### FRAGMENTO CITADO:
Un excelente estudio de tal proceso puede encontrarse en la obra “Femenino plural”, de la española, Marga Muñiz. Editorial Clie. En este trabajo se explican muy bien aquellos pasajes del Nuevo Testamento que tradicionalmente se usaron para leer a Pablo según los criterios machistas de la filosofía griega.
Resulta asombroso que Pablo no sólo le dé el título de apóstol a una mujer, sino que incluso diga que es “ensalzada” entre los apóstoles, es decir, que su fama sobresale por encima de los demás apóstoles. Debió de ser realmente una joven extraordinaria. Pero el nombre de esta mujer ha provocado y sigue provocando, grandes discusiones entre los biblistas. El motivo es que, para muchos estudiosos, Junia es el nombre de un varón. En efecto, la palabra griega Jounian puede traducirse al castellano de dos maneras: como “Junia”, y entonces se trataría de una mujer, o como “Junias” (con “s” final), y entonces sería nombre de varón, abreviado de “Juniano”. Junia, con su marido Andrónico, eran una pareja de misioneros y evangelizadores que trabajaban juntos en la obra del Señor, al igual que otras parejas cristianas, como Priscila y Áquila. Si esto es así, ¿por qué entonces el Señor Jesús no escogió a ninguna mujer para que formara parte del grupo de los Doce? Hay que tener en cuenta que la institución de los doce apóstoles fue una acción profética y simbólica llevada a cabo por el Maestro. Su propósito consistió en mostrar al mundo, especialmente a los judíos, que con tal elección empezaba el nuevo pueblo de Israel. Por eso tuvo que escoger a doce varones que recordaran a los doce hijos de Jacob y, por tanto, a las doce tribus de Israel. Jesús sabía que así los hebreos entenderían mejor el mensaje que deseaba transmitirles, que con su venida y la predicación apostólica empezaba la Iglesia cristiana, es decir, el nuevo Israel, el nuevo pueblo de Dios.
Para comprender el verdadero papel que Jesús les asignó a las mujeres, por encima de las discriminaciones de su tiempo, es mejor fijarse en el círculo más amplio de sus discípulos y ver que allí fueron admitidas igual que los hombres. Esta fue precisamente una fuente constante de quejas o acusaciones de los escribas y fariseos contra el Maestro que influyó también en su ejecución. Gracias a Dios por las mujeres que estuvieron cerca del sepulcro aquel domingo en la mañana cuando Jesús resucitó y pudieron anunciar a los Apóstoles de este importante suceso (Mateo 28:8-10). Gracias a Dios por mujeres como Priscila que pudieron saber hablar a un Apolos (Hechos 18:25-26) para que el Evangelio fuese predicado más correctamente.

### ENTRADAS PROPORCIONADAS:
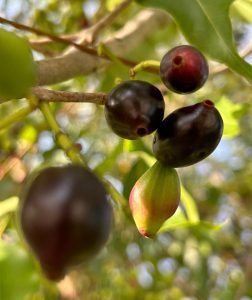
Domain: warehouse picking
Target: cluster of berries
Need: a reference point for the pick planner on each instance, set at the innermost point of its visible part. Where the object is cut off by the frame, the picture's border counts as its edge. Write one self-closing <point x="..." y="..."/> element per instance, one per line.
<point x="65" y="215"/>
<point x="185" y="137"/>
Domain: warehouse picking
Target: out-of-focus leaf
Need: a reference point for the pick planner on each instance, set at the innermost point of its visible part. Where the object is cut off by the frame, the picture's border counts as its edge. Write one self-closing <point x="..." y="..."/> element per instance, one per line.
<point x="3" y="224"/>
<point x="111" y="4"/>
<point x="244" y="9"/>
<point x="230" y="114"/>
<point x="110" y="160"/>
<point x="21" y="279"/>
<point x="206" y="25"/>
<point x="29" y="134"/>
<point x="178" y="220"/>
<point x="134" y="174"/>
<point x="8" y="205"/>
<point x="17" y="67"/>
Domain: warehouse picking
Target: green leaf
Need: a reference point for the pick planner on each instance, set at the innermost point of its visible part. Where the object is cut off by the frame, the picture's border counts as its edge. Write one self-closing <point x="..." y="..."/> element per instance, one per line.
<point x="29" y="134"/>
<point x="3" y="224"/>
<point x="178" y="220"/>
<point x="17" y="66"/>
<point x="206" y="25"/>
<point x="8" y="205"/>
<point x="109" y="161"/>
<point x="244" y="9"/>
<point x="21" y="279"/>
<point x="230" y="115"/>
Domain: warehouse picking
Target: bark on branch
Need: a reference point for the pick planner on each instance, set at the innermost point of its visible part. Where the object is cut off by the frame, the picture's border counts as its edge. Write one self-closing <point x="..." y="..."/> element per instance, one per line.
<point x="75" y="63"/>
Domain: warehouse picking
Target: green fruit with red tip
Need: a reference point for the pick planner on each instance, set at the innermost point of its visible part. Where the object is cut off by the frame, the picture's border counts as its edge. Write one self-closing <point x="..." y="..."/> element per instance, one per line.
<point x="154" y="198"/>
<point x="134" y="109"/>
<point x="188" y="135"/>
<point x="65" y="218"/>
<point x="184" y="69"/>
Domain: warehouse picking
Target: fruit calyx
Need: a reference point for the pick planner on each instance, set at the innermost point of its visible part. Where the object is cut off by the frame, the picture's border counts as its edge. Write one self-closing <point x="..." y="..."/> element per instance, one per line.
<point x="154" y="198"/>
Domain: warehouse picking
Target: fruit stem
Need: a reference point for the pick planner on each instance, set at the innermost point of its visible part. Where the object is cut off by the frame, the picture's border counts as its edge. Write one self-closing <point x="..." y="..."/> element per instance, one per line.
<point x="208" y="103"/>
<point x="103" y="50"/>
<point x="146" y="65"/>
<point x="73" y="153"/>
<point x="16" y="117"/>
<point x="62" y="139"/>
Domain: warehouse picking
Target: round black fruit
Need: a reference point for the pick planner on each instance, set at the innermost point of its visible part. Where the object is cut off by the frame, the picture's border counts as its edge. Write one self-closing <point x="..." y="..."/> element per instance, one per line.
<point x="184" y="69"/>
<point x="65" y="217"/>
<point x="188" y="135"/>
<point x="134" y="109"/>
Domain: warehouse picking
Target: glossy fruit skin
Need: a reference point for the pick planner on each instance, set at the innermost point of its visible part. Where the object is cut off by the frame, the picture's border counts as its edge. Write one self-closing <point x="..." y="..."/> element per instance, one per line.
<point x="134" y="109"/>
<point x="188" y="135"/>
<point x="65" y="218"/>
<point x="154" y="198"/>
<point x="184" y="69"/>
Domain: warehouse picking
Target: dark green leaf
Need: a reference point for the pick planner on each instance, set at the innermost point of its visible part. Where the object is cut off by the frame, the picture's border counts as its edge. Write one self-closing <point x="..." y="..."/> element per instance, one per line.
<point x="206" y="25"/>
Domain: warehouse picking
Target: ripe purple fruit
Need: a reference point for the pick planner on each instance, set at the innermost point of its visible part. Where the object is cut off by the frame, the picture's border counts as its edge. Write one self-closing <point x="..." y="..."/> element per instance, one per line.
<point x="188" y="135"/>
<point x="134" y="109"/>
<point x="65" y="218"/>
<point x="184" y="69"/>
<point x="154" y="198"/>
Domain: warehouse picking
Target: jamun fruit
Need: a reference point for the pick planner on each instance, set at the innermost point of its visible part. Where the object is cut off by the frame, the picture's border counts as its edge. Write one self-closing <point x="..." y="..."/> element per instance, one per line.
<point x="188" y="135"/>
<point x="65" y="218"/>
<point x="184" y="69"/>
<point x="134" y="109"/>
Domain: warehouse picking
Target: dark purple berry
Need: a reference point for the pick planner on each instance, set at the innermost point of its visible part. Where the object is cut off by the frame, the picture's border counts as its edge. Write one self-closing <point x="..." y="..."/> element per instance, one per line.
<point x="184" y="69"/>
<point x="65" y="218"/>
<point x="188" y="135"/>
<point x="134" y="109"/>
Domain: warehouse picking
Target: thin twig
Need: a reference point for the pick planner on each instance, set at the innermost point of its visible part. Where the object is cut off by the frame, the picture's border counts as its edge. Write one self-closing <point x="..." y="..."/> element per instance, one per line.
<point x="91" y="51"/>
<point x="63" y="96"/>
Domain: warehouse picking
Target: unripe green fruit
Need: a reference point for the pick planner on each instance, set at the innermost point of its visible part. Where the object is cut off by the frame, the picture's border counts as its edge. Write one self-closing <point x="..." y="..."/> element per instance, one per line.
<point x="17" y="67"/>
<point x="154" y="198"/>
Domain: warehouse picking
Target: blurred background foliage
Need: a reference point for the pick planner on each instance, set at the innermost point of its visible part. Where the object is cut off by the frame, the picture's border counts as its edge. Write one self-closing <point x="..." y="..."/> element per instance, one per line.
<point x="185" y="262"/>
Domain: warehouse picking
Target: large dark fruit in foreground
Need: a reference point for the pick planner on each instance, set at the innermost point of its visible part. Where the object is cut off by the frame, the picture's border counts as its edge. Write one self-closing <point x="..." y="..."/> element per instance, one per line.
<point x="188" y="135"/>
<point x="184" y="69"/>
<point x="134" y="109"/>
<point x="65" y="217"/>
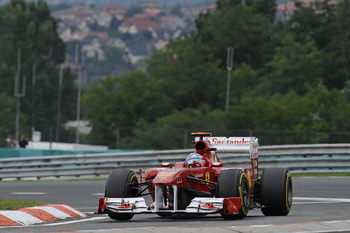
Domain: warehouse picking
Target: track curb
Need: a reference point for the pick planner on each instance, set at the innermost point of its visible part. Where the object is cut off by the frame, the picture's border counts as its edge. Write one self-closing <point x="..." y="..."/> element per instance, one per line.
<point x="37" y="214"/>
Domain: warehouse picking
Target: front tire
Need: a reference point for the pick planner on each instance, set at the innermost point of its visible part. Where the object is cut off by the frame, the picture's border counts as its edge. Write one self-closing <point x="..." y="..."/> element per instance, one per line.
<point x="234" y="183"/>
<point x="276" y="192"/>
<point x="121" y="183"/>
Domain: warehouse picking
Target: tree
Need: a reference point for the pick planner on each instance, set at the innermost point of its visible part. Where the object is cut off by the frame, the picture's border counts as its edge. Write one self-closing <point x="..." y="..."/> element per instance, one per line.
<point x="28" y="29"/>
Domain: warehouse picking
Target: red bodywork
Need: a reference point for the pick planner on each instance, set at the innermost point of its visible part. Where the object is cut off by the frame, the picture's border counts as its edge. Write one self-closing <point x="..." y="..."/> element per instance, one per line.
<point x="196" y="183"/>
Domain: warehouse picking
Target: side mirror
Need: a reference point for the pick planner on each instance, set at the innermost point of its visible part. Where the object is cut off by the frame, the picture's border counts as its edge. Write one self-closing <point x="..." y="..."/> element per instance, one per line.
<point x="217" y="164"/>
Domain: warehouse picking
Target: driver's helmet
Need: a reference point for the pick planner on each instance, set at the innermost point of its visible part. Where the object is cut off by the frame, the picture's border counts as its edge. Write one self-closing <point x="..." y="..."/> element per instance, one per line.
<point x="194" y="160"/>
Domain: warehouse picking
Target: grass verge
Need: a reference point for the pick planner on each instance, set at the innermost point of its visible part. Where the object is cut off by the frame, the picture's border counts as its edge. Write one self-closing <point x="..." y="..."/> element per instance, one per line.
<point x="9" y="204"/>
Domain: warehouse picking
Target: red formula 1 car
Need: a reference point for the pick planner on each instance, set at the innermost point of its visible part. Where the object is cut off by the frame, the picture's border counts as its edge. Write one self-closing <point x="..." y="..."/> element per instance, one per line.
<point x="201" y="185"/>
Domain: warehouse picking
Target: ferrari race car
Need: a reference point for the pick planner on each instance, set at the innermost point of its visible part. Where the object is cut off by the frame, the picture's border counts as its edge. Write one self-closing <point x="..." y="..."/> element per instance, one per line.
<point x="201" y="185"/>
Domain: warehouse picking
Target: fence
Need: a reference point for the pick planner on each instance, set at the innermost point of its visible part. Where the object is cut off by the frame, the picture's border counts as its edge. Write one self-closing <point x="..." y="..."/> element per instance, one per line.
<point x="318" y="158"/>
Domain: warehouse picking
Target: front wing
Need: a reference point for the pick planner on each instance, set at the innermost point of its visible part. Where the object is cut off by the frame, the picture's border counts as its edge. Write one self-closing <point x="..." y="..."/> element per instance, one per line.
<point x="198" y="205"/>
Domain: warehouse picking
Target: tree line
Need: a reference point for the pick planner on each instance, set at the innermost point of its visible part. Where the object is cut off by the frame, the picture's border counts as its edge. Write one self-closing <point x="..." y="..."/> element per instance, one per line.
<point x="31" y="53"/>
<point x="289" y="74"/>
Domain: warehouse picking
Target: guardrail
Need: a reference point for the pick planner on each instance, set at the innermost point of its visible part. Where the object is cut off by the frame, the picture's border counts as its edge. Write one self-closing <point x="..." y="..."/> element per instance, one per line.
<point x="318" y="158"/>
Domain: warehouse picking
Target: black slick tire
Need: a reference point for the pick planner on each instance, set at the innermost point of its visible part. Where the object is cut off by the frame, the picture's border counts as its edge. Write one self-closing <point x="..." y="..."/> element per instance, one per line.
<point x="234" y="183"/>
<point x="121" y="183"/>
<point x="276" y="192"/>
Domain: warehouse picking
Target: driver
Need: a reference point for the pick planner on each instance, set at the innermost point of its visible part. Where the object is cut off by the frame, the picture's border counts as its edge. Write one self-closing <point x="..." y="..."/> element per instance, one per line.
<point x="194" y="160"/>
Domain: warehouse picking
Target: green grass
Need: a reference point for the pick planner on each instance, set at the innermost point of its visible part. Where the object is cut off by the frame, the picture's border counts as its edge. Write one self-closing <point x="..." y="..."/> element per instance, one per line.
<point x="9" y="204"/>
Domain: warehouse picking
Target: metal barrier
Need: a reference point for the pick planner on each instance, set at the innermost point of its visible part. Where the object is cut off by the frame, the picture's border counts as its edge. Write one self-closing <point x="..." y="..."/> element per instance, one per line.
<point x="317" y="158"/>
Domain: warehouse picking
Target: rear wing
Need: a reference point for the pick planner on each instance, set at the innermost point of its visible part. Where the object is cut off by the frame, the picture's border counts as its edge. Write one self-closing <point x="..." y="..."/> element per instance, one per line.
<point x="233" y="144"/>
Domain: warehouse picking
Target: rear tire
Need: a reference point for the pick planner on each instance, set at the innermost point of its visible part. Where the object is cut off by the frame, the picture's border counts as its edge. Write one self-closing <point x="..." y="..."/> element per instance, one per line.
<point x="121" y="183"/>
<point x="234" y="183"/>
<point x="276" y="192"/>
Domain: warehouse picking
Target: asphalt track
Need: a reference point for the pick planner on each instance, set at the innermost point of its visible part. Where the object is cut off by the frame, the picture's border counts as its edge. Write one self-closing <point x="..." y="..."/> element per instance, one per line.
<point x="320" y="205"/>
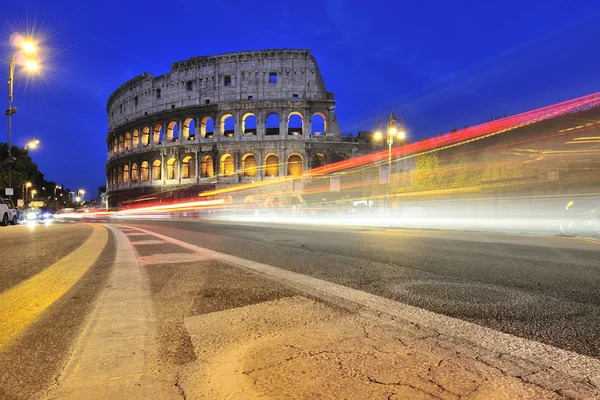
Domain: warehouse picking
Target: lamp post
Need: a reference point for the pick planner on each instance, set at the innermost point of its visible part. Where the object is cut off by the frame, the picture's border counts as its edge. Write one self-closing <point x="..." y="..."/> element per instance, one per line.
<point x="393" y="131"/>
<point x="26" y="47"/>
<point x="25" y="187"/>
<point x="32" y="144"/>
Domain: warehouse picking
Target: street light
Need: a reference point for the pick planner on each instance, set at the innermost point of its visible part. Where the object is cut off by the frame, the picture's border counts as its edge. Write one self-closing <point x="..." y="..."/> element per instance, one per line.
<point x="32" y="144"/>
<point x="393" y="131"/>
<point x="26" y="47"/>
<point x="25" y="187"/>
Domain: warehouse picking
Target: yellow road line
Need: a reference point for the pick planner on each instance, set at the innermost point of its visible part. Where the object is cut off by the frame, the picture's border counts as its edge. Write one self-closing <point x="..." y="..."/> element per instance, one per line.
<point x="21" y="305"/>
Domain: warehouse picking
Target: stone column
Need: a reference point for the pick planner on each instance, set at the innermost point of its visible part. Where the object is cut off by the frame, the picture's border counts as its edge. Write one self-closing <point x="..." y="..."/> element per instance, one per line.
<point x="283" y="125"/>
<point x="197" y="167"/>
<point x="179" y="165"/>
<point x="306" y="125"/>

### EJERCICIOS:
[1] Cita literalmente el fragmento sobre Junia desde "Un excelente estudio" hasta "la filosofía griega.".
[2] Según el fragmento sobre Junia, ¿con quién formaba ella una pareja de misioneros y evangelizadores?

### SOLUCIONES:
[1]
Un excelente estudio de tal proceso puede encontrarse en la obra “Femenino plural”, de la española, Marga Muñiz. Editorial Clie. En este trabajo se explican muy bien aquellos pasajes del Nuevo Testamento que tradicionalmente se usaron para leer a Pablo según los criterios machistas de la filosofía griega.

[2] Con su marido Andrónico.